## Material supplied
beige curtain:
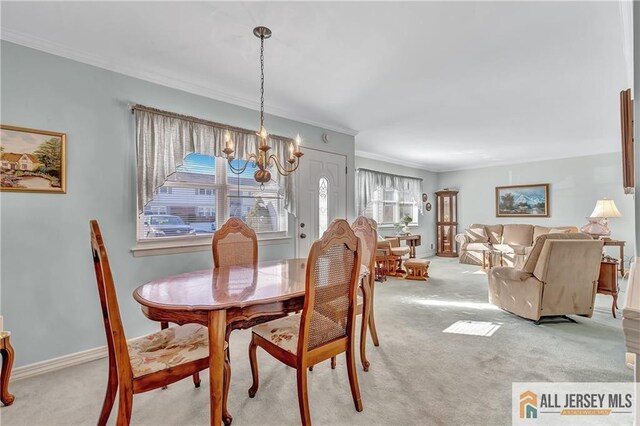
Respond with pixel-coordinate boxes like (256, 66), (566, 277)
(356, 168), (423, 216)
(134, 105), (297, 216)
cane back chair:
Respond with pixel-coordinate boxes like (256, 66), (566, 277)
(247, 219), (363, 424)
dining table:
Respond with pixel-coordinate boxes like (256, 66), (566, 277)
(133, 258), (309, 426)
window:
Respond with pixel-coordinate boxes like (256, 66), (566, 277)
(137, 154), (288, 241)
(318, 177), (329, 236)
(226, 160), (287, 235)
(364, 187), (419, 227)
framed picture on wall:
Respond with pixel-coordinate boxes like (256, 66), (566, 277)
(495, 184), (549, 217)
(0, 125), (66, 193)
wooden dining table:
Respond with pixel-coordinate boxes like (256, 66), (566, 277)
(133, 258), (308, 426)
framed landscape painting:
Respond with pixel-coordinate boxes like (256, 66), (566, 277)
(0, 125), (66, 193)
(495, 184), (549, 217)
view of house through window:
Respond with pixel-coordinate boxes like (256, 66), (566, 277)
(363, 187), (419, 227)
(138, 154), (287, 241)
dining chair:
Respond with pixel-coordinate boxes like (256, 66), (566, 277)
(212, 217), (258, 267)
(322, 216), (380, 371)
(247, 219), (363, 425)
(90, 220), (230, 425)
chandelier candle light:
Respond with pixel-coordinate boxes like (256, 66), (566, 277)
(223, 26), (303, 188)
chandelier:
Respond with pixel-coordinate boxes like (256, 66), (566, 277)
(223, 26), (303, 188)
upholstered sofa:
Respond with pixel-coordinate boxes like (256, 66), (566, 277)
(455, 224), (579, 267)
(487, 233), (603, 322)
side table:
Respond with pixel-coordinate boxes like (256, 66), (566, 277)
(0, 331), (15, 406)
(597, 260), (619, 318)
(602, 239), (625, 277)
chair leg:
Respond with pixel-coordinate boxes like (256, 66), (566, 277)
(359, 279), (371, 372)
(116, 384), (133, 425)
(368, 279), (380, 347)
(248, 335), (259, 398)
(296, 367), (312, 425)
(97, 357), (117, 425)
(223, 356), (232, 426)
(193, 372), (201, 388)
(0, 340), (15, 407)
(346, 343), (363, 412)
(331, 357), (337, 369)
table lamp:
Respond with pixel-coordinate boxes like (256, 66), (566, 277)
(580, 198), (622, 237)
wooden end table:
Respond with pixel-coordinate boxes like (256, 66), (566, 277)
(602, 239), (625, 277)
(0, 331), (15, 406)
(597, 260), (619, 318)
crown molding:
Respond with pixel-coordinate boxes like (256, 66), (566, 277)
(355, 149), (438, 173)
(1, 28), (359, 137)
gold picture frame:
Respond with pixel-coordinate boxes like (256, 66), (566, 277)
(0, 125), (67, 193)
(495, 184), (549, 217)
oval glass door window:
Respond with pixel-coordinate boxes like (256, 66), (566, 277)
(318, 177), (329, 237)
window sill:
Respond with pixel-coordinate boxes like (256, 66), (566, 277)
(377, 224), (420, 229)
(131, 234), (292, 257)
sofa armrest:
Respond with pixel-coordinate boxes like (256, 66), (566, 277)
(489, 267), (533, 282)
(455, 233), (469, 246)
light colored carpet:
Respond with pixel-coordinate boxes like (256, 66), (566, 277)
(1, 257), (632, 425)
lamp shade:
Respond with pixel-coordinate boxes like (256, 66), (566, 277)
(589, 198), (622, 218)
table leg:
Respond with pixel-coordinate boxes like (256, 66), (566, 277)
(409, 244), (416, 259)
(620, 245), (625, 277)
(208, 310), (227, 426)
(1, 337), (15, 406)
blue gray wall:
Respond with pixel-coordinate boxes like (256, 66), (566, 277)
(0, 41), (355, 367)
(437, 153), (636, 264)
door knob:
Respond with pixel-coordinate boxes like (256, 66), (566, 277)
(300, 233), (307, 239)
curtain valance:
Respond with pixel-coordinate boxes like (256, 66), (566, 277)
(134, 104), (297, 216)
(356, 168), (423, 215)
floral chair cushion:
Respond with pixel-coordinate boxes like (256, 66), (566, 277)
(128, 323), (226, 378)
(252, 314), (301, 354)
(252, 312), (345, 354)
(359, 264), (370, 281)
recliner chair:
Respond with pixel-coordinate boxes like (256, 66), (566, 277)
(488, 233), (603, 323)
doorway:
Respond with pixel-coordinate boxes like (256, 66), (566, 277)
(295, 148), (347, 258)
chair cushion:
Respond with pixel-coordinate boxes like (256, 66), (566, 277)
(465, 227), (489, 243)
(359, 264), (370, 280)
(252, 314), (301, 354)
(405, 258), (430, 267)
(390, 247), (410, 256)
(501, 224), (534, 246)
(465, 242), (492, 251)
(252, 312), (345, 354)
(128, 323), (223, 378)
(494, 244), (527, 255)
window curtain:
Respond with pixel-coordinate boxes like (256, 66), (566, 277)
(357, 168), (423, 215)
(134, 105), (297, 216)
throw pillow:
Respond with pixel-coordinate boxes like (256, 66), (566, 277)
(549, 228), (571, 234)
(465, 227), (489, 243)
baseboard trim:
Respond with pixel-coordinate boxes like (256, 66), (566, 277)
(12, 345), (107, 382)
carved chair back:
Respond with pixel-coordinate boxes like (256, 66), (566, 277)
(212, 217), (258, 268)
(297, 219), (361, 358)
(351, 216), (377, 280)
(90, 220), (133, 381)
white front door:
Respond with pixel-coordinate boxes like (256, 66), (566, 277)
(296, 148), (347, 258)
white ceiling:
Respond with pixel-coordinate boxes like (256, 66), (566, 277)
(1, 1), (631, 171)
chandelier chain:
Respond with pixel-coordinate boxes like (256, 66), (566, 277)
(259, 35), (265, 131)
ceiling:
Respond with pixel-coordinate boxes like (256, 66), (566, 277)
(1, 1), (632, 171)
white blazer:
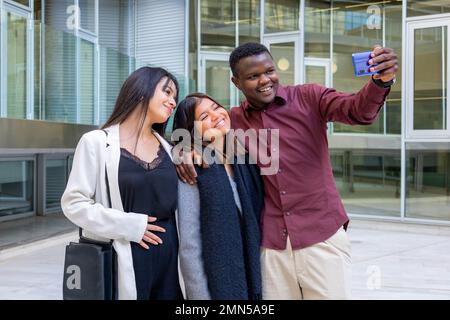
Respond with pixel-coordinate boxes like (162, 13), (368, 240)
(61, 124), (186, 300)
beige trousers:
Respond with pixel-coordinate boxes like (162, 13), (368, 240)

## Exercise goal
All the lines above are to be reproduced exactly, except the pictures.

## Reply to the task
beige curtain:
Respond with pixel-coordinate boxes like (256, 66), (566, 277)
(356, 168), (423, 216)
(134, 105), (297, 216)
cane back chair:
Respond with pixel-coordinate boxes like (256, 66), (566, 277)
(247, 219), (363, 424)
dining table:
Respond with pixel-coordinate boxes like (256, 66), (566, 277)
(133, 258), (309, 426)
window:
Respond with pixel-coordinate boxes like (256, 66), (566, 277)
(137, 154), (288, 241)
(318, 177), (329, 236)
(226, 160), (287, 235)
(364, 187), (419, 227)
framed picture on wall:
Respond with pixel-coordinate boxes like (256, 66), (566, 277)
(495, 184), (549, 217)
(0, 125), (66, 193)
wooden dining table:
Respond with pixel-coordinate boxes like (256, 66), (566, 277)
(133, 258), (308, 426)
framed landscape painting:
Respond with pixel-coordinate boxes like (256, 66), (566, 277)
(0, 125), (66, 193)
(495, 184), (549, 217)
view of house through window:
Respond with pixel-coordinate boxes like (256, 66), (566, 277)
(363, 187), (419, 227)
(138, 154), (287, 241)
dining chair:
Respond with pixel-coordinate boxes like (256, 66), (566, 277)
(212, 217), (258, 267)
(322, 216), (380, 371)
(247, 219), (363, 425)
(90, 220), (230, 425)
chandelier candle light:
Respond with pixel-coordinate boxes like (256, 66), (566, 277)
(223, 26), (303, 188)
chandelier:
Respond with pixel-coordinate boxes like (256, 66), (566, 277)
(223, 26), (303, 188)
upholstered sofa:
Respond with pixel-coordinate boxes like (256, 66), (566, 277)
(455, 224), (579, 267)
(487, 233), (603, 322)
side table:
Respond with pixel-coordinate boxes like (256, 66), (566, 277)
(0, 331), (15, 406)
(597, 260), (619, 318)
(602, 239), (625, 277)
chair leg:
Respond with pixel-coordinate boxes like (256, 66), (566, 277)
(359, 279), (371, 372)
(116, 384), (133, 425)
(368, 279), (380, 347)
(248, 335), (259, 398)
(296, 367), (312, 425)
(97, 357), (117, 425)
(223, 356), (232, 426)
(193, 372), (201, 388)
(0, 340), (15, 407)
(346, 343), (363, 412)
(331, 357), (337, 369)
table lamp:
Respond with pixel-coordinate boxes like (256, 66), (566, 277)
(580, 198), (622, 237)
wooden end table:
Respond with pixel-coordinate boxes like (256, 66), (566, 277)
(602, 239), (625, 277)
(0, 331), (15, 406)
(597, 260), (619, 318)
crown molding:
Respond with pixel-coordinate boxes like (256, 66), (566, 277)
(355, 149), (438, 173)
(1, 28), (359, 137)
gold picture frame:
Respond with pixel-coordinate boxes like (256, 66), (566, 277)
(0, 125), (67, 193)
(495, 184), (549, 217)
oval glass door window:
Respond with pixel-coordinate boxes like (256, 66), (566, 277)
(318, 177), (329, 237)
window sill:
Respond with pixel-coordinate boxes like (256, 66), (566, 277)
(377, 224), (420, 229)
(131, 234), (292, 257)
sofa armrest:
Respond with pixel-coordinate boxes like (256, 66), (566, 277)
(489, 267), (533, 282)
(455, 233), (469, 246)
light colored carpet:
Respond with pixel-coordinate boxes like (256, 66), (566, 277)
(1, 257), (632, 425)
lamp shade:
Respond with pixel-coordinate boxes like (256, 66), (566, 277)
(589, 198), (622, 218)
table leg:
Respond with pixel-coordinate boxes like (256, 66), (566, 277)
(409, 244), (416, 259)
(620, 245), (625, 277)
(208, 310), (227, 426)
(1, 337), (15, 406)
blue gray wall:
Respond with pixel-coordinate boxes like (256, 66), (566, 277)
(0, 41), (355, 367)
(437, 153), (636, 264)
door knob:
Respond with pixel-coordinate boxes like (256, 66), (566, 277)
(300, 233), (307, 239)
curtain valance:
Respond with pixel-coordinate boxes like (256, 66), (566, 277)
(134, 104), (297, 216)
(356, 168), (423, 215)
floral chair cushion:
Respond with pixel-coordinate boxes like (256, 66), (566, 277)
(128, 323), (226, 378)
(252, 314), (301, 354)
(252, 312), (345, 354)
(359, 264), (370, 281)
recliner chair:
Respond with pixel-coordinate boxes like (256, 66), (566, 277)
(488, 233), (603, 323)
doorway:
Respond with pixel-coordinate boxes like (256, 66), (566, 277)
(295, 148), (347, 258)
chair cushion:
Respond with pixel-coordinate boxes like (256, 66), (566, 277)
(465, 227), (489, 243)
(359, 264), (370, 280)
(252, 314), (301, 354)
(405, 258), (430, 267)
(390, 247), (410, 256)
(501, 224), (534, 246)
(465, 242), (492, 251)
(252, 312), (345, 354)
(128, 323), (223, 378)
(494, 244), (527, 255)
window curtain:
Respond with pixel-coordinate boxes like (256, 66), (566, 277)
(357, 168), (423, 215)
(134, 105), (297, 216)
throw pillow:
Respond with pixel-coordinate boxes like (256, 66), (566, 277)
(549, 228), (571, 234)
(465, 227), (489, 243)
baseboard trim:
Respond with pixel-coordinate boxes like (256, 66), (566, 277)
(12, 345), (107, 382)
carved chair back:
Respond with pixel-coordinate boxes like (256, 66), (566, 277)
(212, 217), (258, 268)
(297, 219), (361, 358)
(351, 216), (377, 280)
(90, 220), (133, 381)
white front door:
Respond with pixel-coordinate boxes like (256, 66), (566, 277)
(296, 148), (347, 258)
white ceiling:
Respond with pixel-coordinate boxes like (256, 66), (566, 277)
(1, 1), (631, 171)
chandelier chain:
Respond with pixel-coordinate boxes like (256, 66), (566, 277)
(259, 35), (265, 131)
ceiling:
Respond with pixel-coordinate boxes like (256, 66), (566, 277)
(1, 1), (632, 171)
white blazer:
Respond with pixel-coordinate boxes like (162, 13), (368, 240)
(61, 124), (186, 300)
beige trousers:
Respond with pixel-coordinate boxes like (162, 13), (368, 240)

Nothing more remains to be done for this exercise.